§ **Entradas de un conjunto de datos de señalamiento**:
..........
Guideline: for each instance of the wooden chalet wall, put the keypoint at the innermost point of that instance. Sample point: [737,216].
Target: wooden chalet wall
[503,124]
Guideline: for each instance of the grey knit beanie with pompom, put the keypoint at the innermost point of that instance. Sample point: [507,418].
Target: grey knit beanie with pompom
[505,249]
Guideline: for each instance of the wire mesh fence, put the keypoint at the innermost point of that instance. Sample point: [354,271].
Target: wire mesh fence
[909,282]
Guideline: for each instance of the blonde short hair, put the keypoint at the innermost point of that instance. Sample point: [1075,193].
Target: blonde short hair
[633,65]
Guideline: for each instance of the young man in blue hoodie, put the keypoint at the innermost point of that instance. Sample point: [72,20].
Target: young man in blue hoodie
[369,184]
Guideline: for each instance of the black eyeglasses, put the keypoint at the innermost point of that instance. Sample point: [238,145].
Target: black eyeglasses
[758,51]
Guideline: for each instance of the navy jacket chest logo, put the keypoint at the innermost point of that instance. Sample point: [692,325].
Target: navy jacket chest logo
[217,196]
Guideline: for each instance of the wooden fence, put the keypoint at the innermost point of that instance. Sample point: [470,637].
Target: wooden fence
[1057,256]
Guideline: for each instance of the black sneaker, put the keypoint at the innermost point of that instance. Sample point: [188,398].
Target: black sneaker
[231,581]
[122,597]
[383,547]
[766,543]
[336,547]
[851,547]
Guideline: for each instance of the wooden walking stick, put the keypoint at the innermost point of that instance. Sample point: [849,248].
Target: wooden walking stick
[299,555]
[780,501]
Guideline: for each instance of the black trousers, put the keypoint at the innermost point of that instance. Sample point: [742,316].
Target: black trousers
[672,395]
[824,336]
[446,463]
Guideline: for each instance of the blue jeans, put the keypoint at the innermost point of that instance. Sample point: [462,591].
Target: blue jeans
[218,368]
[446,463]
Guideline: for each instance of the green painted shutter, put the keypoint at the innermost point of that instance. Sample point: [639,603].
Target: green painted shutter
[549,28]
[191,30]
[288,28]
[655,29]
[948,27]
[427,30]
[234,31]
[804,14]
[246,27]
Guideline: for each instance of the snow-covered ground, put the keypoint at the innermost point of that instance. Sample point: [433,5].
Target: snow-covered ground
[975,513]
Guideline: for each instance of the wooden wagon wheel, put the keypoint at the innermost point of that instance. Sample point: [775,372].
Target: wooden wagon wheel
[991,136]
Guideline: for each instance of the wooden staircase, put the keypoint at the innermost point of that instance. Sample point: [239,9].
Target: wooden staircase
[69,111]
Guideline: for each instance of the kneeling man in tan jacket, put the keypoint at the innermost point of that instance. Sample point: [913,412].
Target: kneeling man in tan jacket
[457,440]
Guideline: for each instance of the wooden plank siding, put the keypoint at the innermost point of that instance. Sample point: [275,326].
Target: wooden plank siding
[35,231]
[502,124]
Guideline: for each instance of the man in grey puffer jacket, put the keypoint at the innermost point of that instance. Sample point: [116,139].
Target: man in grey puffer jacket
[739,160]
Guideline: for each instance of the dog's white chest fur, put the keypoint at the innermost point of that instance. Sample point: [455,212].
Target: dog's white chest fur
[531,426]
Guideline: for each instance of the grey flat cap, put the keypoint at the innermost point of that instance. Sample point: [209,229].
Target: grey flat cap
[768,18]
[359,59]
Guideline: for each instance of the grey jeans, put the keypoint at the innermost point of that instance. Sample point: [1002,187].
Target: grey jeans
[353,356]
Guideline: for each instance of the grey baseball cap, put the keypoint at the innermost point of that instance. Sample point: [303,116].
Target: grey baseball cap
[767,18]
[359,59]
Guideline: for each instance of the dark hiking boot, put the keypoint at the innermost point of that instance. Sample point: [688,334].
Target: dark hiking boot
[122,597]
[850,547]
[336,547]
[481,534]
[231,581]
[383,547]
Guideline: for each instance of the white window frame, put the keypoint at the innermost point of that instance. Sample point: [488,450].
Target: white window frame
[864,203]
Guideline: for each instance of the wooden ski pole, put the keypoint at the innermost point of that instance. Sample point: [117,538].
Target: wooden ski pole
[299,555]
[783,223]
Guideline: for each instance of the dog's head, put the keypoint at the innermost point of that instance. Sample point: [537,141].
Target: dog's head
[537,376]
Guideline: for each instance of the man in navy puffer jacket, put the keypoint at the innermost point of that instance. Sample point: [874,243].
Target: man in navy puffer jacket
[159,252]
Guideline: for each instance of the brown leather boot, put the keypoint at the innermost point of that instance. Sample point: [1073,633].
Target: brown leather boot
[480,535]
..........
Vuelve a escribir las líneas de todos los ítems sustituyendo “innermost point” por “central point”, sin cambiar nada más.

§ **Resultado de la tarea**:
Guideline: for each instance of the wooden chalet wall, put the keypoint at the central point of that instance. Sample point: [737,216].
Target: wooden chalet wall
[503,124]
Guideline: for each instance of the grey knit beanie with pompom, put the keypoint at the central point of that instance. Sample point: [507,418].
Target: grey knit beanie with pompom
[505,249]
Guideline: for each instance of the wire mesh fence, put the keypoint at the central point of that instance. Sample point: [354,271].
Target: wire mesh fence
[909,282]
Guideline: for each instance of the blonde short hair, put the keypoint at the central point of that instance. Sample point: [1075,193].
Target: blonde short hair
[633,65]
Guideline: for each instance of the young man in blue hoodie, put the keypoint at the central point of that instance. Sample point: [72,20].
Target: young man in blue hoodie
[369,184]
Guideline: for each instance of the black eyeglasses, put the keypoint at the central point of that instance. Sample point: [238,145].
Target: black eyeglasses
[758,51]
Guideline: for each instance of the navy jacket chest logo, put the keypoint at the central point of that instance. Sample point: [692,325].
Target: navy jacket chest logo
[217,196]
Guideline: for each instance of the wooden fence, put the keypoint at the central point of that instance. Sample point: [470,637].
Target: wooden fence
[1057,256]
Guideline: for each instance of the black sneaker, put the keypoint at the central point of that instance. Sample point: [188,398].
Target: black sneaker
[231,581]
[122,597]
[383,547]
[766,543]
[336,547]
[851,547]
Guideline: for each instance of the wooden walking stick, put the keypoint at the central point of that instance. Sample point: [849,248].
Target: wooden walking stick
[299,555]
[780,501]
Guideline: for each instance of the black trousers, put the keypoint at the central point of that instance. Sample point: [742,316].
Target: black trousers
[672,395]
[824,336]
[446,463]
Guideline: for each instance of the blue jeans, put the keypoint at the central point of that instance. Sample point: [462,591].
Target: blue jeans
[218,368]
[446,463]
Guideline: for each instance of the green painted shutter, put the keypoint at the central point of that instance. Sample point: [639,603].
Target: green painted shutter
[549,28]
[191,30]
[288,28]
[655,29]
[948,27]
[427,30]
[234,31]
[804,14]
[246,27]
Guideline: for each instance of the snow-covered ground, put the keypoint at the central point of that instance. Sample point: [433,5].
Target: snow-covered ground
[975,513]
Guideline: for each instance of the wooden wagon wheel, put the keypoint at the central point of that instance. Sample point: [775,372].
Target: wooden wagon wheel
[991,136]
Guideline: for each instance of the wooden staircase, put the keypoint at the central point of that instance. Sample point: [239,9].
Target: wooden staircase
[69,111]
Guideline: for each instance of the kneeling man in tan jacket, put the keypoint at the central point of that instance. Sample point: [913,412].
Target: kneeling man in tan jacket
[457,440]
Guideline: for each instance of the wooden plank siding, put the keypoint at the central point of that instance. Sample point: [275,326].
Target: wooden plank siding
[35,231]
[502,124]
Guideline: for each instance of the man in grey puffer jacket, put the keypoint at the central point of that instance. Sample point: [116,139].
Target: man in grey puffer jacket
[739,160]
Guideline: for each instance of the dog's white chest fur, put the keypoint at the central point of that instance. Sample point: [455,212].
Target: dog's white chest fur
[531,426]
Guideline: for each instance of the grey flat cap, put the keypoint at the central point of that instance. Sample point: [209,229].
Target: grey flat cap
[768,18]
[359,59]
Guideline: for each instance of the grey jeans, put the keypoint at the central point of that instance. Sample point: [1002,187].
Target: grey jeans
[353,356]
Guideline: for each instance of the grey baseball cap, put the keypoint at the central point of that instance. Sample point: [303,116].
Target: grey baseball cap
[767,18]
[359,59]
Guideline: for each instance of the dark hiking boot, put the keypoint at the central point of that instance. Sample point: [688,334].
Target: dark hiking boot
[122,597]
[850,547]
[336,547]
[481,534]
[231,581]
[383,547]
Guideline: for each instance of the white window frame, put the keypoint at the central point of that instance. Sample point: [488,450].
Target: white window frame
[864,203]
Guideline: for each instance of the wooden ski pole, put the keypoint at the central point of that instance. Sample point: [117,538].
Target: wooden ski pole
[299,555]
[783,223]
Guideline: for each instance of the dog's head, put the keypoint at the central point of that instance. Sample point: [537,141].
Target: dog's head
[537,376]
Guideline: for each instance of the man in navy puffer jacket, put the keypoint at the central point of that instance. Sample point: [874,243].
Target: man in navy puffer jacket
[159,252]
Guideline: for each instance of the brown leather boot, put the keypoint at the central point of that instance. Sample point: [1073,633].
Target: brown leather boot
[480,535]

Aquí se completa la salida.